(AIM OF THE EXERCISE) If a line in the entries includes "logo", show that line.

■ ■ ■ ■ ■ ■ ■

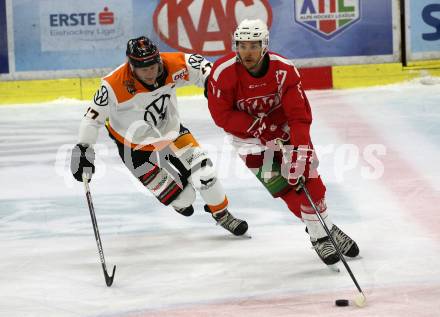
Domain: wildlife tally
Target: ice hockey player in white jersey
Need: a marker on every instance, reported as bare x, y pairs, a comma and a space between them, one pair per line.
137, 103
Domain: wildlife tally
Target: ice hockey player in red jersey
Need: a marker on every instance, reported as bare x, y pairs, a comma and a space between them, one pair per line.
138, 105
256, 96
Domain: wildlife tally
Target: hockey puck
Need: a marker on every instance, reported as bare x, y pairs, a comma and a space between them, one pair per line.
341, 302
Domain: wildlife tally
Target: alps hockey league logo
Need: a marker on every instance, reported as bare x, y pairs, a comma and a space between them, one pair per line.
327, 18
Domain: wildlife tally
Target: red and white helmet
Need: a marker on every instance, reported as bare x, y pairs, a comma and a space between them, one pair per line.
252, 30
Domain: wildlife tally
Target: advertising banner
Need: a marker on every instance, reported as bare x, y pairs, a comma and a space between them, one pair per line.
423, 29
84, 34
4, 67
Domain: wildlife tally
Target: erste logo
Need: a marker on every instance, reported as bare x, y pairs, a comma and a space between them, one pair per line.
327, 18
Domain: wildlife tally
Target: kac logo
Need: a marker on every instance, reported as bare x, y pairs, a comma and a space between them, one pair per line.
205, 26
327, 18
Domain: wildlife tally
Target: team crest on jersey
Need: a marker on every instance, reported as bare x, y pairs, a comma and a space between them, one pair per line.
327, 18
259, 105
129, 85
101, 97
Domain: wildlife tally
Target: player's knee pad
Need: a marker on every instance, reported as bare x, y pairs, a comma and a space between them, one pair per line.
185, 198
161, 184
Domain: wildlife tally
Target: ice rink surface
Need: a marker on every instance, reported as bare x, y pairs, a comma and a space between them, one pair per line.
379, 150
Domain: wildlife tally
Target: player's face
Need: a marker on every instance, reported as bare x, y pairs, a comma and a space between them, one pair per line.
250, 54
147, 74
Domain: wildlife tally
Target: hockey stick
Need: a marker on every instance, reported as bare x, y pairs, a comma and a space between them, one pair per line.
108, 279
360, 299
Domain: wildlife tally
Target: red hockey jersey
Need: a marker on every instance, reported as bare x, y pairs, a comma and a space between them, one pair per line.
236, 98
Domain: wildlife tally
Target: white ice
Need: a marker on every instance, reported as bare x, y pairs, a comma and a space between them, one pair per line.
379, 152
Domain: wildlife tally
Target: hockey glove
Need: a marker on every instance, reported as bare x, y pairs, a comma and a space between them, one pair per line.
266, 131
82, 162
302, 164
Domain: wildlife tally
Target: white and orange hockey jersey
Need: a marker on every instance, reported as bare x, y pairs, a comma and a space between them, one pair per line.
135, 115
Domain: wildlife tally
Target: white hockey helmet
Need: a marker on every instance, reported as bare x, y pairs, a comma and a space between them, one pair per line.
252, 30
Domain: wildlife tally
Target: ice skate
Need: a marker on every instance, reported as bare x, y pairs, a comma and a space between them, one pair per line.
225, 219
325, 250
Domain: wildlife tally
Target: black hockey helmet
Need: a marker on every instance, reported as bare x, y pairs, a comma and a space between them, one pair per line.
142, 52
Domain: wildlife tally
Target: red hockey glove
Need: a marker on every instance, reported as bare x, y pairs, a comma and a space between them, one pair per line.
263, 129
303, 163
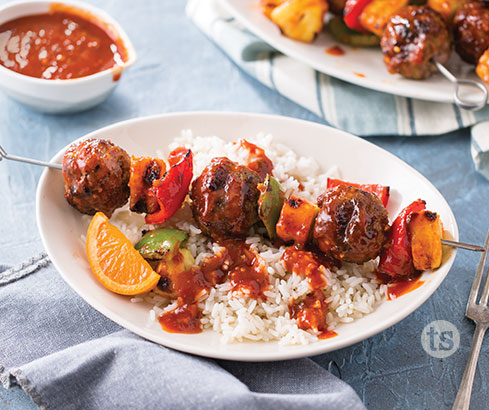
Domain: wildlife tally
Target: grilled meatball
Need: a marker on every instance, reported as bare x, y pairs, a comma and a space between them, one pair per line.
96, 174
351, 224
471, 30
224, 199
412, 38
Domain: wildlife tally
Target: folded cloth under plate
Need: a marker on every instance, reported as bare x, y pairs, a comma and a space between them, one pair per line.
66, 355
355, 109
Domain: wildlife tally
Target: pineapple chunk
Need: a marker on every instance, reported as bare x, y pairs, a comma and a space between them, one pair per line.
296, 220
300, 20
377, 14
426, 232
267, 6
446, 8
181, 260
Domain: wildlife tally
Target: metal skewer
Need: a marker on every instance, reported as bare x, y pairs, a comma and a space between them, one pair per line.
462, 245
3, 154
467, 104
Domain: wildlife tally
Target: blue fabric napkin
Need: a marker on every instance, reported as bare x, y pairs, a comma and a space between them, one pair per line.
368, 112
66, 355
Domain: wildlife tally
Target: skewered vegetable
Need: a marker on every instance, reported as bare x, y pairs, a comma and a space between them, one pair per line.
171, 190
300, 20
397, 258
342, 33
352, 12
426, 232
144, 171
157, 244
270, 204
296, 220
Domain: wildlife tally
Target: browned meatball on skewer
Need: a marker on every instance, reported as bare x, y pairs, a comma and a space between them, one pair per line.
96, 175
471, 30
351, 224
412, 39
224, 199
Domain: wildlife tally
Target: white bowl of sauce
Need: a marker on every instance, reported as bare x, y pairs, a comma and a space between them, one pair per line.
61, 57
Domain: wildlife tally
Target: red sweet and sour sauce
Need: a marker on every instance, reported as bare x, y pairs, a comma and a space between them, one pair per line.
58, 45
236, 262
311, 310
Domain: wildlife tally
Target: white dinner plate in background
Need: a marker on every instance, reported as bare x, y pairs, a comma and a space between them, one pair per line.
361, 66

■ ■ ■ ■ ■ ■ ■

(ANSWER)
Target: alps hockey league logo
Target: erste logo
Target: kac logo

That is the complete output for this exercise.